--- Start ---
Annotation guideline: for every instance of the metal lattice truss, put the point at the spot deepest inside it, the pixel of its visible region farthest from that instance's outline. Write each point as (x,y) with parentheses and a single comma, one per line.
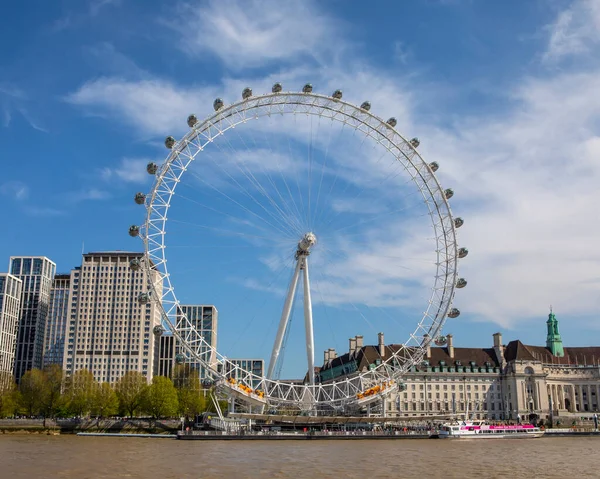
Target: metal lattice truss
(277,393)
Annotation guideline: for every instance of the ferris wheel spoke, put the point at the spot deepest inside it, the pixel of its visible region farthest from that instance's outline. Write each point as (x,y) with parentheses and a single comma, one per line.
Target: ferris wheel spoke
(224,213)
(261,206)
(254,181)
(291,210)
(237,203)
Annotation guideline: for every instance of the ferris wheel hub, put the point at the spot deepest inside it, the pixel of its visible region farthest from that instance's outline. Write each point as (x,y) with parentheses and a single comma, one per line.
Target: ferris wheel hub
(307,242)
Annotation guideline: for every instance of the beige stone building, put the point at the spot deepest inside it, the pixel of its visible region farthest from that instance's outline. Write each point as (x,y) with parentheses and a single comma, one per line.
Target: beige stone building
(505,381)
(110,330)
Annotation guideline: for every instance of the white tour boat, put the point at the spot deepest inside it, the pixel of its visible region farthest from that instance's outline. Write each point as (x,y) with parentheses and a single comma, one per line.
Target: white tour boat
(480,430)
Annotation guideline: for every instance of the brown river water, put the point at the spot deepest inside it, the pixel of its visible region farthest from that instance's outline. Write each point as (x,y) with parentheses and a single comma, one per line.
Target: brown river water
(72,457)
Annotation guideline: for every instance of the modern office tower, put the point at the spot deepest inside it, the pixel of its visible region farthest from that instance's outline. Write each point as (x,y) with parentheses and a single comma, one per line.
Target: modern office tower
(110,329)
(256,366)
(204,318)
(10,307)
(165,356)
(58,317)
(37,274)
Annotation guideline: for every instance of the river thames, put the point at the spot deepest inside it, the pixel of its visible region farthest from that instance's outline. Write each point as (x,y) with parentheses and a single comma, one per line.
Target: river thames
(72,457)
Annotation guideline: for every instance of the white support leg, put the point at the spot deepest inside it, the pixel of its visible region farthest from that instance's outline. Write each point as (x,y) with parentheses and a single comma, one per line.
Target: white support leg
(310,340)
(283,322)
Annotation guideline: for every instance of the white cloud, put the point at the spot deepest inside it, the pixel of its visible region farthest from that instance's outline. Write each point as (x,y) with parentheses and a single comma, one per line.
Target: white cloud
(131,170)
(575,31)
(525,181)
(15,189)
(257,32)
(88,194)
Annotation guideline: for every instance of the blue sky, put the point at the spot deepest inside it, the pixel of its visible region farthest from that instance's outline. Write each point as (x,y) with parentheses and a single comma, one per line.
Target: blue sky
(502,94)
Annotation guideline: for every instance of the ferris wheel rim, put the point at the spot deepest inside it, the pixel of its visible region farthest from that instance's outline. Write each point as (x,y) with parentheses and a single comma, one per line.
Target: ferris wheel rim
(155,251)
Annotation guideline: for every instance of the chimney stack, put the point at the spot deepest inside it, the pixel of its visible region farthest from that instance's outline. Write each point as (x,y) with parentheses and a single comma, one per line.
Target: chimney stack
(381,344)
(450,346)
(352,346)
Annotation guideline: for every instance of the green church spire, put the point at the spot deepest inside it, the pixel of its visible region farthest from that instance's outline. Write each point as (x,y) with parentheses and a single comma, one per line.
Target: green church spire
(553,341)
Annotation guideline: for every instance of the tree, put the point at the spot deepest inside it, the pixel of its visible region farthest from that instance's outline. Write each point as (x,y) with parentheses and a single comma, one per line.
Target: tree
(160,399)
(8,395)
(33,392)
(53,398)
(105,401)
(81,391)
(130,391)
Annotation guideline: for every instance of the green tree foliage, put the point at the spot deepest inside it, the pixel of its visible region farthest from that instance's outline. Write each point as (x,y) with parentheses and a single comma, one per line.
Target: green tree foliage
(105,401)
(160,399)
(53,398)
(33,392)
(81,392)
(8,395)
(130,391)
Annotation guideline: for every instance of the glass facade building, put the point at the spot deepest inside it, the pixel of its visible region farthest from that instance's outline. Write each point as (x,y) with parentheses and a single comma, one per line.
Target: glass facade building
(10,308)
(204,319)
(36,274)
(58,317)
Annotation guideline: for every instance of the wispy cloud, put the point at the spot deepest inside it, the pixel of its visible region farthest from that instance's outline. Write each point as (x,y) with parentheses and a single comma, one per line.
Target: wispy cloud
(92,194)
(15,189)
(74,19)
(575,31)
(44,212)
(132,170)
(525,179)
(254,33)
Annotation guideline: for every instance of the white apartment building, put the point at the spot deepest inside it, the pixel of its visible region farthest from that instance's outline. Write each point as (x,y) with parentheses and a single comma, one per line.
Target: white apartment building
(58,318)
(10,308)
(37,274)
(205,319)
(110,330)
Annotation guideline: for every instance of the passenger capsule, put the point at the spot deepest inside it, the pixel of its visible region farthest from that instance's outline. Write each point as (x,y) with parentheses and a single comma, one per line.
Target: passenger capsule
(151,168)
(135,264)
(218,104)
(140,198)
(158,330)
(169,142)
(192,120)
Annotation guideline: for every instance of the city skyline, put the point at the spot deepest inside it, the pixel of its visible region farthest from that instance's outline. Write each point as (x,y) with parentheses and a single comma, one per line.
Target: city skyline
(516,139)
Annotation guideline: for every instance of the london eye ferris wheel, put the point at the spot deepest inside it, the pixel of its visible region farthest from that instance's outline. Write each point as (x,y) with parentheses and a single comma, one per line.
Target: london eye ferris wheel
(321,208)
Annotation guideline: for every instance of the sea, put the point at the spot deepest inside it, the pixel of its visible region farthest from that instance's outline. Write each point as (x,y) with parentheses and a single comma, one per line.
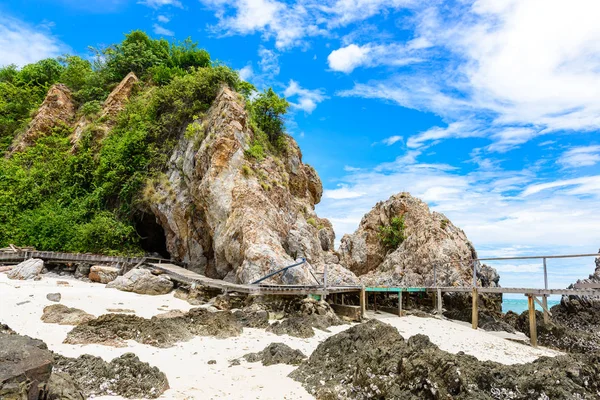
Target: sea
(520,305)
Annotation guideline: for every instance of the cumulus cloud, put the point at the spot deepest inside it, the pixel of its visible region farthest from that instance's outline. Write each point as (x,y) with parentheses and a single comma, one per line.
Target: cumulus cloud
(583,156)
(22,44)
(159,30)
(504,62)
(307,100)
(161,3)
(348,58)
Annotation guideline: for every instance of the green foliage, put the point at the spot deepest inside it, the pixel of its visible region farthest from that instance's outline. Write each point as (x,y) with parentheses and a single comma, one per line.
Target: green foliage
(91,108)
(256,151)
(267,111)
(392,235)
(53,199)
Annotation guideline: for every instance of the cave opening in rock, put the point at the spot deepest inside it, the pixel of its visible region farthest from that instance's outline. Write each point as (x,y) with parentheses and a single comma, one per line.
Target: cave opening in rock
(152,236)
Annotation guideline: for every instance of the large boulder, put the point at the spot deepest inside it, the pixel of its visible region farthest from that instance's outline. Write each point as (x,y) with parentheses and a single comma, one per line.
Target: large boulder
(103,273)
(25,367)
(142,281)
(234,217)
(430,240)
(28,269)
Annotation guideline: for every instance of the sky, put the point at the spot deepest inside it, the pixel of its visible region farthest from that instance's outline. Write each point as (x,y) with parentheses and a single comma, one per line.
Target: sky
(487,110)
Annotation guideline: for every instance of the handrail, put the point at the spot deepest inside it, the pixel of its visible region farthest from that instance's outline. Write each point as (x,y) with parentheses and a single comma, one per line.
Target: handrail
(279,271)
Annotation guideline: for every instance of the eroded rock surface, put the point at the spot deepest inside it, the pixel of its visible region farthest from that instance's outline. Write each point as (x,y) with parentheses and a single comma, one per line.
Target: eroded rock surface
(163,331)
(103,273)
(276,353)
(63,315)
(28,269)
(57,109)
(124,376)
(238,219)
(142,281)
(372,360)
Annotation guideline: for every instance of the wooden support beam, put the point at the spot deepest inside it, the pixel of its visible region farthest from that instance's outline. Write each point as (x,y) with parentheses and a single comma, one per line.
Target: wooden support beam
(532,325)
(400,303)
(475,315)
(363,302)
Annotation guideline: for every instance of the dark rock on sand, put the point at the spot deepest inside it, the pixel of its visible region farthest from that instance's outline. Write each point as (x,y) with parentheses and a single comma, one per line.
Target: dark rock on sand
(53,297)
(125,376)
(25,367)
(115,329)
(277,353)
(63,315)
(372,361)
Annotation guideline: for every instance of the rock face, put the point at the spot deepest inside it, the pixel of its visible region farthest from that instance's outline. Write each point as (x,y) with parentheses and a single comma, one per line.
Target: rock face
--- End ---
Challenge :: Rewrite only the lines starting at the line that contains "Annotation guideline: for every instance of the city" and ending at the line that contains "Target: city skyline", swapping "city skyline" for "riverside skyline" and leaving everything else unchanged.

Exercise result ::
Annotation guideline: for every instance of the riverside skyline, put the point at the spot deepest inside it, the pixel of its visible region farthest from that instance's outline. Write each point as (x,y) with parentheses and a single comma, one per line.
Target: riverside skyline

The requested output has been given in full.